What you need to do.
(1) Copy word for word a passage from the article on the DAF LF 6X2 truck. Start at the words "Previewed recently at" and end after the words "Australian truck buyer.".
(2) Write the next part of the article on the DAF LF 6X2 truck, starting right after its last sentence.

** START Selected extract **

Previewed recently at the Brisbane Show the new DAF LF 6X2 is all about the new model and lifting of the pusher axle. Unfortunately, in Australia, the concept of a pusher axle that can lift out of the way when it’s not needed is just something we are not used to. Simpler to engineer are lifting tag axles in the 6X2 and 6X4 space. In Australia, we deal with the 6.0 to 6.5-tonne front axle mass limit which has limited their popularity.
In Europe different front-axle weight rules make axle placement less critical. When European truck manufacturers are looking to import their truck brands to Australia, they have to see if any of their configurations can be matched to the needs of an Australian truck buyer.
The DAF LF 28 6X2 is a beneficial addition to the range of DAF trucks offered in Australia. Although aimed at a crowded market, it is offering something new and different. This new configuration can load up to its 23.5 tonnes gross vehicle mass, but once the mass at the back drops below 6.4 tonnes the pusher axle can be retracted.
The truck will work at its 23.5 tonnes gross vehicle mass as long as necessary, and when the load gets down to a manageable level for a 4×2, the axle is raised saving fuel and tyre wear. Any time when a load diminishes in transport, or the truck is fully loaded on a one-way journey, having a truck that can turn into a 4×2 with tyre and fuel savings and greater manoeuvrability is a huge advantage.

** END Selected extract **
** START Source excerpt **

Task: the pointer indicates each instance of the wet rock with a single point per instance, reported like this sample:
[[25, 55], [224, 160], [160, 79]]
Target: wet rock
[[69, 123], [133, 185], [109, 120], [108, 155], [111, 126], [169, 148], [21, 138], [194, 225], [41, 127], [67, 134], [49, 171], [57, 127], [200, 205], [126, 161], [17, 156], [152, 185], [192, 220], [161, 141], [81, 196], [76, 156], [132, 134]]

** END Source excerpt **

Outputs by task.
(1)
Previewed recently at the Brisbane Show the new DAF LF 6X2 is all about the new model and lifting of the pusher axle. Unfortunately, in Australia, the concept of a pusher axle that can lift out of the way when it’s not needed is just something we are not used to. Simpler to engineer are lifting tag axles in the 6X2 and 6X4 space. In Australia, we deal with the 6.0 to 6.5-tonne front axle mass limit which has limited their popularity.
In Europe different front-axle weight rules make axle placement less critical. When European truck manufacturers are looking to import their truck brands to Australia, they have to see if any of their configurations can be matched to the needs of an Australian truck buyer.

(2)
The trucking industry has been a tad sceptical about 6×2 configurations as they have the potential to lose tracking on the single drive axle. Variations in the road surface or driving through speed bumps or gutters can cause the drive to spin.
Thankfully DAF has an effective solution, if there is a loss of traction, the driver pushes a large button on the dash and the pusher axle lifts then stays lifted until the truck gets up over 30Km/h whenthe axle drops back down and begins working again. This unique lifting system is part of the trucks electronically controlled air suspension’s electronic control unit, rather than being controlled separately it can be an aftermarket system and fitted later. The axle can be controlled from outside the vehicle, or inside the cabin and can only be lifted if the mass on the axle is under 6.5 tonnes. This is just one example of the ingenuity of DAF truck part engineers.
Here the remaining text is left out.